• _Extrait du document_:
▽
C’est ici que la figure du Christ inter­vient, ou plu­tôt la rela­tion para­doxale qu’entretiennent au sein du chris­tia­nisme Jésus et le Christ. En Jésus, purus homo, l’union entre un homme et l’inconditionné est appa­rue dans l’histoire. Entre lui et nous, il y a une dif­fé­rence exis­ten­tielle, mais non onto­lo­gique (cf. p. 466) : « La carac­té­ris­tique fon­cière de cette per­sonne est d’être tota­le­ment sou­mise à la créa­tion de créa­ture tout en étant entiè­re­ment unie à l’inconditionné » (p. 467). Mais, par le oui à la Croix, Jésus renonce au démo­nique, c’est-à-dire à l’absoluité de la révé­la­tion qu’il porte. Voi­là pour­quoi la théo­lo­gie pro­tes­tante place la Croix (ou la kénose) au centre de sa réflexion : « Puisque la croix du Christ marque la vic­toire contre le démo­nique, à savoir l’irruption de la révé­la­tion, elle affirme et nie toutes les voies de salut, y com­pris la sienne propre. La Croix, au sens où elle exprime la pro­tes­ta­tion contre toute pré­ten­tion à l’inconditionné de la part des formes condi­tion­nées, c’està-dire la pro­tes­ta­tion contre l’idolâtrie, est le cri­tère déci­sif non seule­ment de la chris­ti­ci­té de Jésus mais aus­si de la signi­fi­ca­tion uni­ver­selle de la pro­cla­ma­tion chré­tienne » (pp. 501–502).
Le dia­logue entre dif­fé­rentes tra­di­tions reli­gieuses devient créa­tif pour cha­cune de ces tra­di­tions elles-mêmes, y com­pris pour le chris­tia­nisme. En effet, par ce dia­logue, chaque reli­gion recon­naît ce qu’il y a en elle de per­cée vers l’infini, d’irruption de l’inconditionné, mais aus­si de démo­ni­sa­tion et de pro­fa­ni­sa­tion. Les grands concepts chré­tiens rendent compte de ce phé­no­mène com­plexe, mais rien ne dit que l’on ne puisse trou­ver chez d’autres cette même réa­li­té.
△
• _Travail à faire_:
(a) Prélevez dans l'extrait, sans rien modifier, le passage allant de « Le dia­logue entre » à « cette même réa­li­té. ».
(b) Relevez toutes les références de pages données entre parenthèses dans l'extrait.
Les entrées ne sont d'aucune utilité pour ce travail.

• _Entrées répertoriées_:
▽
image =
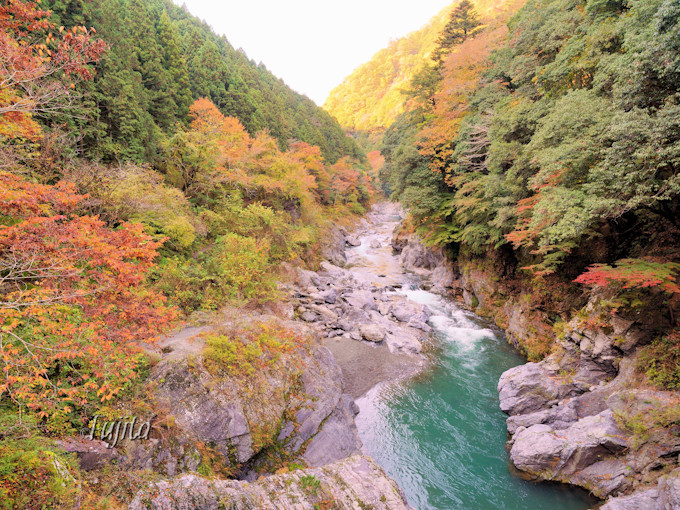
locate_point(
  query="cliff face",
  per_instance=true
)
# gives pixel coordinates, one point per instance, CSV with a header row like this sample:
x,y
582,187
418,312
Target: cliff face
x,y
584,414
357,482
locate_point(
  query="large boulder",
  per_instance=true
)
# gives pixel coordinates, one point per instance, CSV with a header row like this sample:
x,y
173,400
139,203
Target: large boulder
△
• _Réponses ordonnées_:
(a)
Le dia­logue entre dif­fé­rentes tra­di­tions reli­gieuses devient créa­tif pour cha­cune de ces tra­di­tions elles-mêmes, y com­pris pour le chris­tia­nisme. En effet, par ce dia­logue, chaque reli­gion recon­naît ce qu’il y a en elle de per­cée vers l’infini, d’irruption de l’inconditionné, mais aus­si de démo­ni­sa­tion et de pro­fa­ni­sa­tion. Les grands concepts chré­tiens rendent compte de ce phé­no­mène com­plexe, mais rien ne dit que l’on ne puisse trou­ver chez d’autres cette même réa­li­té.

(b) p. 466 ; p. 467 ; pp. 501–502